> **PROBLEM TO WORK ON**
Count the lines in the material below that contain the string "blonde", treating uppercase and lowercase as different, and reply with only that number.
>> Begin
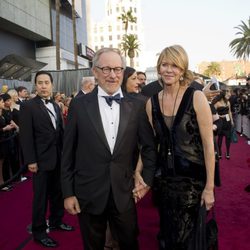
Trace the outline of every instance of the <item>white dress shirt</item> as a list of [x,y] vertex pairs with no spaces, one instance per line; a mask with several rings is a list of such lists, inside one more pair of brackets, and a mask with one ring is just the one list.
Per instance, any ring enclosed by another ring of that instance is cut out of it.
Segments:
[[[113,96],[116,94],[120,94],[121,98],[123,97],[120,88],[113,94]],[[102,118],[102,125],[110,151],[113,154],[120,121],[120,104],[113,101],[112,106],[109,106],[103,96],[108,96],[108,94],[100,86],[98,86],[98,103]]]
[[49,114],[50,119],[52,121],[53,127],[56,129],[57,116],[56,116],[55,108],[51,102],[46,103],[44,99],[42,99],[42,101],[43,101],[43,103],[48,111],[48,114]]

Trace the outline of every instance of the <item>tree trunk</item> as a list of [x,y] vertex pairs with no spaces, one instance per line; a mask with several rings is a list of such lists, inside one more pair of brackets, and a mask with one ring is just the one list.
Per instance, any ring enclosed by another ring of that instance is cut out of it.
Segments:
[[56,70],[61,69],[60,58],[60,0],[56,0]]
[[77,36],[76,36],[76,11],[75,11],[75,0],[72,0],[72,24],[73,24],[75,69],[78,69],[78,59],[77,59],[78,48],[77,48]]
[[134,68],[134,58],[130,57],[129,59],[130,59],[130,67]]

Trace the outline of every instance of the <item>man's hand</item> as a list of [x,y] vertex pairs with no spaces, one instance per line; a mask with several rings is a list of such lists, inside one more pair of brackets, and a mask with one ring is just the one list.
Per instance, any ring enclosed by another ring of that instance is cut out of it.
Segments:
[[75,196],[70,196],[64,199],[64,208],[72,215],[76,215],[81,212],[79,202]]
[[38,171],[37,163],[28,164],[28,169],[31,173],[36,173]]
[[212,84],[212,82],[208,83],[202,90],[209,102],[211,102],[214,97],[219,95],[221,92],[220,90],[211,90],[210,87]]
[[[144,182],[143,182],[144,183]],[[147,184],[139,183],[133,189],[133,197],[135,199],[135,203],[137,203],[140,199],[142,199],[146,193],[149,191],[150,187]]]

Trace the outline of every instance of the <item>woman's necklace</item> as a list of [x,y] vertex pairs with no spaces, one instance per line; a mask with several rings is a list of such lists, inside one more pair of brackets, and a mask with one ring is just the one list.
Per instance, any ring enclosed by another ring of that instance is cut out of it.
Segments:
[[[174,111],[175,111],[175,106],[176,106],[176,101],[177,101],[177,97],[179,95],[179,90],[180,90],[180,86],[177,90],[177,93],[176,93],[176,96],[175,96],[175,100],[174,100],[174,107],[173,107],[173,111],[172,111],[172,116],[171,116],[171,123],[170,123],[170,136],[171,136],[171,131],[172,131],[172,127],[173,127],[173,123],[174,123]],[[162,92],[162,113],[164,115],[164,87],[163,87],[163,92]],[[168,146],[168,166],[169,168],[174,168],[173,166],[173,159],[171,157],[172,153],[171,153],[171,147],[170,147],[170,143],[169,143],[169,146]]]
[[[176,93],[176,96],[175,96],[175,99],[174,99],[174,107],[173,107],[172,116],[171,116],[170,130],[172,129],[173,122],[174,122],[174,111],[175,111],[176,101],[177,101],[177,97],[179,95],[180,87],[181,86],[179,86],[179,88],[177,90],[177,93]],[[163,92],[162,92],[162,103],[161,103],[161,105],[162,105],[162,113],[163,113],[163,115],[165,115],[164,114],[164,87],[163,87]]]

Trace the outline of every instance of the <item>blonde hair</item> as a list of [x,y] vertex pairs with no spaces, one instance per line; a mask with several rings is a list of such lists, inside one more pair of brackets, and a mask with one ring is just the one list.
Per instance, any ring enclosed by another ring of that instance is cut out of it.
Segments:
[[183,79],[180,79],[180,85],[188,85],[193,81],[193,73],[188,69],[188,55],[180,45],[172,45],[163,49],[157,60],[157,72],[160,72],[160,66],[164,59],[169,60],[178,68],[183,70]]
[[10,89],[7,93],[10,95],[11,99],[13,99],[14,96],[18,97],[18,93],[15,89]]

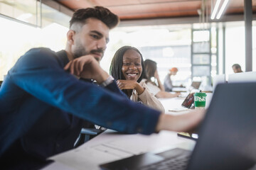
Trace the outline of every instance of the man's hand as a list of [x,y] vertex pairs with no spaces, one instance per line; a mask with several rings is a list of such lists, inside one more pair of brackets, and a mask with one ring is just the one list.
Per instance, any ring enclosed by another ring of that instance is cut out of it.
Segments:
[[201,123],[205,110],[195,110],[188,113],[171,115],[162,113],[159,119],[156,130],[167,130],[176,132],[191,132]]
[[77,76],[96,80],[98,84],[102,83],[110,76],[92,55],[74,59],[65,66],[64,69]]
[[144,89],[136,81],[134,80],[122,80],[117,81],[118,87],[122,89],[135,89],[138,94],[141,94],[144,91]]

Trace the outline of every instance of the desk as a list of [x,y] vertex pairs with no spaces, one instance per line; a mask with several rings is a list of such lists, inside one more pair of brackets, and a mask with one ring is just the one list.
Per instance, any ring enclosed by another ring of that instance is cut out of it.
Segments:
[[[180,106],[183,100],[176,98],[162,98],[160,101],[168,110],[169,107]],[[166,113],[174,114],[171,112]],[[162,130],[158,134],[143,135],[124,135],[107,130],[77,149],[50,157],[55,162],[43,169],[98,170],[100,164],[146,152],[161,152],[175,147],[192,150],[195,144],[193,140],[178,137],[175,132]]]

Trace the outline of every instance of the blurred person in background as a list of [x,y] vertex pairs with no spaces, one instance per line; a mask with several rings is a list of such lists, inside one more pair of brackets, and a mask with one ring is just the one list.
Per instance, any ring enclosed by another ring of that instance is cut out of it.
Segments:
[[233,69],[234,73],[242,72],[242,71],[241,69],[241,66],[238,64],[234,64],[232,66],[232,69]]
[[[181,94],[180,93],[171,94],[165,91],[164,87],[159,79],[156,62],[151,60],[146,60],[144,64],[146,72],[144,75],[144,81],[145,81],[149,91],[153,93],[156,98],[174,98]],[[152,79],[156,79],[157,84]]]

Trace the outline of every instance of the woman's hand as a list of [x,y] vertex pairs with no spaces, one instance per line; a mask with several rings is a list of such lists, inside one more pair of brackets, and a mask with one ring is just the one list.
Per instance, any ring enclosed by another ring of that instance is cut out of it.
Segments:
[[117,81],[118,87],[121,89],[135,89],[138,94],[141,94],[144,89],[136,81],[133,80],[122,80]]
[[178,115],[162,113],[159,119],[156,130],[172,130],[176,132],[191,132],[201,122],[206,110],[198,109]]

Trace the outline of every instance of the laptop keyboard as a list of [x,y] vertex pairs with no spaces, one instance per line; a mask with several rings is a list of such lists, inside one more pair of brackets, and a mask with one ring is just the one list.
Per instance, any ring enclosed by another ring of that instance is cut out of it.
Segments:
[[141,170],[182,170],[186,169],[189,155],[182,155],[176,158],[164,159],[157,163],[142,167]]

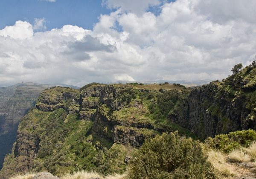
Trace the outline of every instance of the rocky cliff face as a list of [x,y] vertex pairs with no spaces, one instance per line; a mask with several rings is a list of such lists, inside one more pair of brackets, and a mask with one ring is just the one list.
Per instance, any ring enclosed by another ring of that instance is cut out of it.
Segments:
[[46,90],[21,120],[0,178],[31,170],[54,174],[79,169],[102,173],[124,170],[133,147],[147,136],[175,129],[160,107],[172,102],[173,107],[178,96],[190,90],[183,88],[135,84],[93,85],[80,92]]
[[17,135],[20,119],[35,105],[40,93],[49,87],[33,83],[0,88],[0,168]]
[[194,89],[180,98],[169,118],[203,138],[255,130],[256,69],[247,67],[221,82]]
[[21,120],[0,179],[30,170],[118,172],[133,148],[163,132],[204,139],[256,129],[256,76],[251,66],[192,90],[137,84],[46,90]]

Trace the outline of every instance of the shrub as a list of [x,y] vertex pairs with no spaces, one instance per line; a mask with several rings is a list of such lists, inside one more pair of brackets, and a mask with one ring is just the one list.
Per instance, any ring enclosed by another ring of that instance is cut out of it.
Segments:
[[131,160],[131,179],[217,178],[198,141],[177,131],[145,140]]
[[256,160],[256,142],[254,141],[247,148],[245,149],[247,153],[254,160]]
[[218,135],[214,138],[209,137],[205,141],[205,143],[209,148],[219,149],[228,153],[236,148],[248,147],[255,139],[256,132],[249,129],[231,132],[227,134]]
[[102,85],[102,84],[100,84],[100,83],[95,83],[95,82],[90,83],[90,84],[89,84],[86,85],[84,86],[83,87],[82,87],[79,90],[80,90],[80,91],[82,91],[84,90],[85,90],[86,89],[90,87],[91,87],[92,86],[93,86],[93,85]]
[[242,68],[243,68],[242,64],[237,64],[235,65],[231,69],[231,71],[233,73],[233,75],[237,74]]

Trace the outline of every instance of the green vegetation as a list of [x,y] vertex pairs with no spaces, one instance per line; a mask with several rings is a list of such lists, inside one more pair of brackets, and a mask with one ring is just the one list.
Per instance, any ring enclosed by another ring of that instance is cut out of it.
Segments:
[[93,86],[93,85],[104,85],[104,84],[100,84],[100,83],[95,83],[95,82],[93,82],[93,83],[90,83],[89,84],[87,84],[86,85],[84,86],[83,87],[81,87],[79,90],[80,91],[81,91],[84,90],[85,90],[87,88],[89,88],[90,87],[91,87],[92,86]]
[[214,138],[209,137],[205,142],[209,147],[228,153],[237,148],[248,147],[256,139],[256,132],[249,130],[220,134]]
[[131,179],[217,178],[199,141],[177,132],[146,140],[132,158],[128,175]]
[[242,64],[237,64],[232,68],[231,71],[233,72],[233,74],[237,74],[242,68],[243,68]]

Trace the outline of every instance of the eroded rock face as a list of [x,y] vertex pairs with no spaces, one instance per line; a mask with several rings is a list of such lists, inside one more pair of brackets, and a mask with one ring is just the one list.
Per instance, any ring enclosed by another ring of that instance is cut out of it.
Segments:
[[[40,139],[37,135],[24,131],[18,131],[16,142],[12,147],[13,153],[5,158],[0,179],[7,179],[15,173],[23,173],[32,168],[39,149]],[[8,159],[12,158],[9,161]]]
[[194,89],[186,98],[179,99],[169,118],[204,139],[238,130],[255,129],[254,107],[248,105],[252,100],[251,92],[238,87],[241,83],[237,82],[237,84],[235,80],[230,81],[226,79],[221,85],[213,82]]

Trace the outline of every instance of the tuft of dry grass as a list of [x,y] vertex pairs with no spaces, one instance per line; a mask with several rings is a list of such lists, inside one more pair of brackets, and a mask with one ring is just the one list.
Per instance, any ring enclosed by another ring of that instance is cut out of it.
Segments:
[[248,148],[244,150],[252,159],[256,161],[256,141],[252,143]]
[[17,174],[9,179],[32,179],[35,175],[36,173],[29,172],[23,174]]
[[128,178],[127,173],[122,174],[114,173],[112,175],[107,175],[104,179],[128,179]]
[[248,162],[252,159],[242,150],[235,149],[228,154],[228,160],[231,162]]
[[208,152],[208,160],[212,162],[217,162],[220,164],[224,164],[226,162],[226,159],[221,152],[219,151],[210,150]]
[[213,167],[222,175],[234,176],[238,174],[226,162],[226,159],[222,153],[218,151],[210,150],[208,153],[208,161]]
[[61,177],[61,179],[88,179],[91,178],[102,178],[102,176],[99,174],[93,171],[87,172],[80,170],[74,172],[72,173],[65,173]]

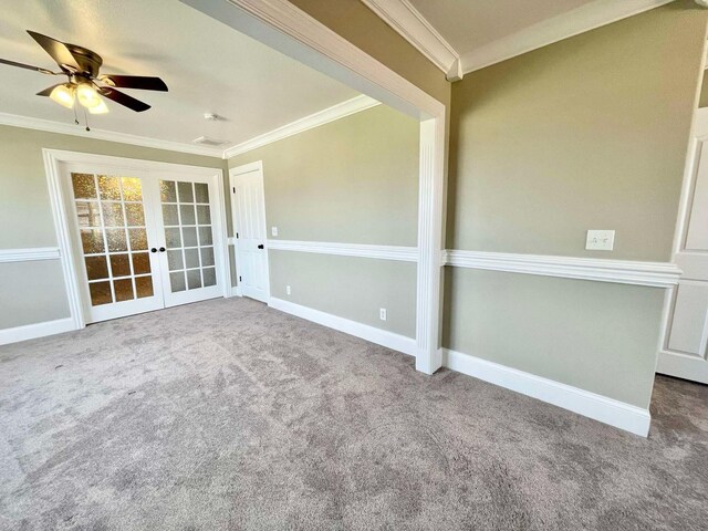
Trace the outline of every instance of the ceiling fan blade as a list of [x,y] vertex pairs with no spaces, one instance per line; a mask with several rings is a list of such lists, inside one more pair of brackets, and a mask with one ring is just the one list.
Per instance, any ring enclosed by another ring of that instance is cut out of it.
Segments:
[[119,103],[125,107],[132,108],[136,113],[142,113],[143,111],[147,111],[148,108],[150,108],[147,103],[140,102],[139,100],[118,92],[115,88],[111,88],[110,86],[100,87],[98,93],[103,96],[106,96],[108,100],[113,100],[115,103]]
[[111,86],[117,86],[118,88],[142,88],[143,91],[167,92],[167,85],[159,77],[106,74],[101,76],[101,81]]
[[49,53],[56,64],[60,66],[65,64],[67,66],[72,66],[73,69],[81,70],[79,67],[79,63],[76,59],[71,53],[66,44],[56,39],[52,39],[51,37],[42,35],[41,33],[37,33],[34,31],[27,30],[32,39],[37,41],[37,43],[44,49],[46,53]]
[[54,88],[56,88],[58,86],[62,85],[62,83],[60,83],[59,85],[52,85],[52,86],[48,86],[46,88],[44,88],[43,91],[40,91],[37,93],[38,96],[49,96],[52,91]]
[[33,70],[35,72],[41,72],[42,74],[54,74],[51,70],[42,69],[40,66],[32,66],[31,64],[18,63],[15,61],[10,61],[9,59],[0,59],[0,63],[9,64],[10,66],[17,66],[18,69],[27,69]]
>> End
> **THE RESPONSE**
1